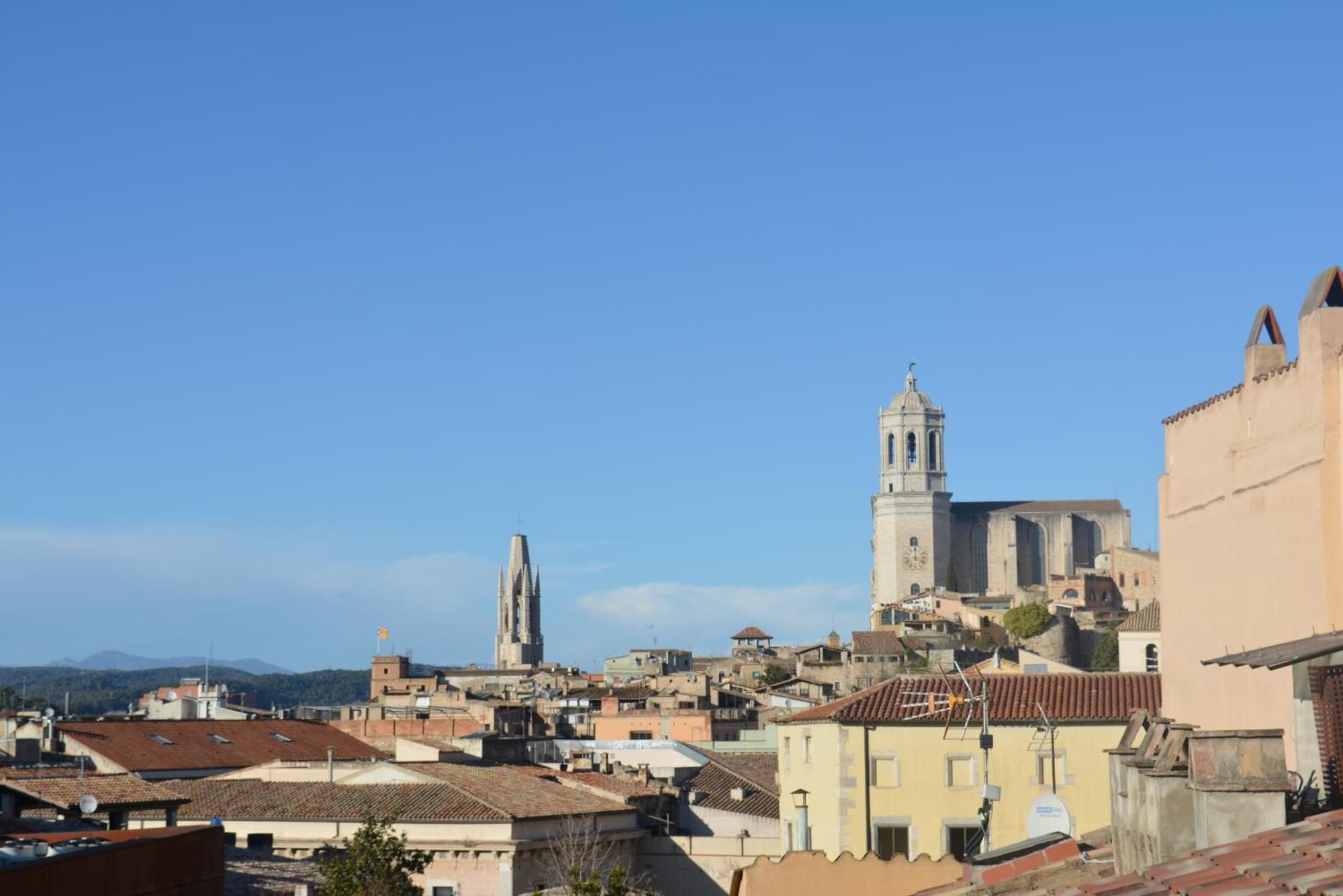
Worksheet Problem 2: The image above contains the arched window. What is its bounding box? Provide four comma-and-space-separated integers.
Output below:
970, 523, 988, 591
1017, 516, 1046, 587
1073, 516, 1105, 566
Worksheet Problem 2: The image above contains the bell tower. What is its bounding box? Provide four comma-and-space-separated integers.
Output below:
872, 362, 951, 621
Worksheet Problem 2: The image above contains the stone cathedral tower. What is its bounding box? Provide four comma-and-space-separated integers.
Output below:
872, 364, 951, 618
494, 534, 545, 669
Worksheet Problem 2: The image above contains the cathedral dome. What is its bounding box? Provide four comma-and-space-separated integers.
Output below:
890, 365, 936, 411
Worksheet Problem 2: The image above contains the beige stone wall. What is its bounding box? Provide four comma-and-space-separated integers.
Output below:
1158, 300, 1343, 771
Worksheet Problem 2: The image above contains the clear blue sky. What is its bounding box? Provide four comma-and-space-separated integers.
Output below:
0, 3, 1343, 668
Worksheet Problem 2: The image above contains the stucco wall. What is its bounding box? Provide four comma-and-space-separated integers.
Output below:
1158, 303, 1343, 771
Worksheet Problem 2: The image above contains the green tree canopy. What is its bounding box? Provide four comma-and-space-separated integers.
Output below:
1092, 632, 1119, 672
322, 811, 430, 896
1003, 603, 1049, 640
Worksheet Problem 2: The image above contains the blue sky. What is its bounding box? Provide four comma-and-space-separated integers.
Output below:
0, 3, 1343, 668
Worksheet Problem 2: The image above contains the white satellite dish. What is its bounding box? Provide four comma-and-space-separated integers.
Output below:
1026, 793, 1073, 837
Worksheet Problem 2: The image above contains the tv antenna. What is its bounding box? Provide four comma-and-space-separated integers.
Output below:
900, 662, 1002, 852
1026, 701, 1058, 794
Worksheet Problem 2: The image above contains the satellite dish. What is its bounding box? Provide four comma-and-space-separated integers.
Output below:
1026, 793, 1073, 837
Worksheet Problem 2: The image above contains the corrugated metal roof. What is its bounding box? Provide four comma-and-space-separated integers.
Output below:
1203, 630, 1343, 669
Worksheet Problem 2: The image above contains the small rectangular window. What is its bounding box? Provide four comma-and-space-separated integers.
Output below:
876, 825, 909, 858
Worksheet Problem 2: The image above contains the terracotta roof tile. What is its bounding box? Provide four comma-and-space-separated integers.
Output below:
1119, 601, 1162, 632
56, 719, 381, 771
160, 763, 629, 821
0, 768, 187, 811
787, 672, 1162, 724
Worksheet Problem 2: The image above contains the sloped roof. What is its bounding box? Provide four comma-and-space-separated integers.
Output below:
1058, 810, 1343, 893
685, 750, 779, 818
0, 768, 187, 811
56, 719, 383, 771
1119, 601, 1162, 632
784, 672, 1162, 724
951, 497, 1124, 513
172, 763, 629, 821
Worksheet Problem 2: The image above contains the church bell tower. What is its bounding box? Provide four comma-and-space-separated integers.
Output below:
872, 364, 951, 621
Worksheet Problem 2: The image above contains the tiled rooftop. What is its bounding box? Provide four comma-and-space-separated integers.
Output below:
1119, 601, 1162, 632
58, 719, 381, 771
171, 763, 629, 821
787, 672, 1162, 724
1056, 810, 1343, 896
0, 768, 185, 811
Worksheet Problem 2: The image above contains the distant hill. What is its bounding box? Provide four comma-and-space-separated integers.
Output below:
0, 662, 369, 713
47, 650, 293, 675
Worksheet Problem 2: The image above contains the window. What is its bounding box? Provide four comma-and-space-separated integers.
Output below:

+--

*Task to complete*: Rewrite all of the data above with every "Output below" changed to "Bounding box" and nothing else altered, and leave the pictures out of your version.

*Solution*:
Worksheet Problem 2: The image above contains the arched window. What is its bounding box? Provide four comma-and-space-separated integers.
Bounding box:
970, 523, 988, 591
1017, 516, 1046, 587
1073, 516, 1105, 566
Worksheet Problem 2: The image above contains the bell tower. What is its bounding box? Provide four comma-and-space-separated integers.
Bounding box:
872, 362, 951, 621
Worksheet Problem 2: The image above contains the stone cathedral tower. What is its bounding box? Provide four comma-and-space-separated integers.
Bounding box:
872, 364, 951, 618
494, 534, 545, 669
Worksheet Problem 2: The image above contains the cathedral dome. What is its bounding box? Provide four comma-and-space-separated integers.
Bounding box:
890, 365, 936, 411
Worksheet Problem 2: The image above contains the beige stone wall. What is its bounding box? Provide four comma-and-space-separated integers.
Bounding box:
1158, 300, 1343, 771
Worksheet Problem 2: The image above contains the clear blue sky. What is its bounding box? Provide four comma-and-space-separated integers.
Bounding box:
0, 3, 1343, 668
Worksheet Problem 2: The image above contains the stucco wall. What is its bounding box? Provide four comma-and-space-separated integers.
Bounding box:
1158, 303, 1343, 771
Worksheet Problem 2: The image above contains the green tree canopy. What is its bounding box? Provide four comma-and-space-separated integers.
Bounding box:
1092, 632, 1119, 672
322, 811, 430, 896
1003, 603, 1049, 640
Worksheet Problem 2: The image above contains the blue sky. What is its bounding box? Provide four comma-and-space-separated integers.
Bounding box:
0, 3, 1343, 668
Worksheet Problem 2: The image above contains the white satellite dish. What is its bounding box? Provide four comma-and-space-separated integers.
Bounding box:
1026, 793, 1073, 837
Worksheet Problem 2: The image above contains the tv antenna. What is its bounding box? Provide four comma-and-space-separated integers.
Bounding box:
900, 662, 1002, 852
1026, 701, 1058, 794
Worksheet Problem 2: The image above contains the satellite dish. What is its bounding box? Provide four comma-and-space-separated integers.
Bounding box:
1026, 793, 1073, 837
Worksheet Problem 2: The image above contains the corrugated metal roof. What is its bounding box? Provide four comma-and-space-separated integers.
Bounding box:
1203, 630, 1343, 669
Worksheet Problem 2: The image above contains the small rectangular window. What is its bounding box? Provide four comma-and-space-separated integers.
Bounding box:
876, 825, 909, 858
Worksheet Problem 2: The image above contains the terracotta roof tile. What is its bounding box? Provide four comma-and-space-separated integers.
Bounding box:
1119, 601, 1162, 632
56, 719, 381, 771
160, 763, 629, 821
0, 768, 187, 811
787, 672, 1162, 724
Worksheet Problem 2: The image above contains the sloped roof. What is its bounding box? Provide four comma-and-space-separated integers.
Bounding box:
1058, 810, 1343, 893
685, 750, 779, 818
0, 768, 187, 811
56, 719, 383, 771
1119, 601, 1162, 632
784, 672, 1162, 724
951, 497, 1124, 513
172, 763, 629, 821
Worksheet Problem 2: The image above contains the church bell tower. What is its bounding box? Provide four comma-and-space-separated integers.
Bounding box:
872, 364, 951, 621
Worksheet Problem 2: The image above contains the tiled rooftop. What is its bounding box? Provide four comma-and-space-separated integers.
Bounding box:
1119, 601, 1162, 632
58, 719, 381, 771
171, 763, 629, 821
787, 672, 1162, 724
1056, 810, 1343, 896
0, 768, 185, 811
Worksheet Problem 2: The image above contains the distant hill. What is its bounding box? Provide four comma-and-space-separated integers.
Bounding box:
0, 662, 369, 713
47, 650, 293, 675
Worksheet Problem 2: The image above contains the window. What is its bounding box? Provide four comma-and-space-separated integers.
Bounding box:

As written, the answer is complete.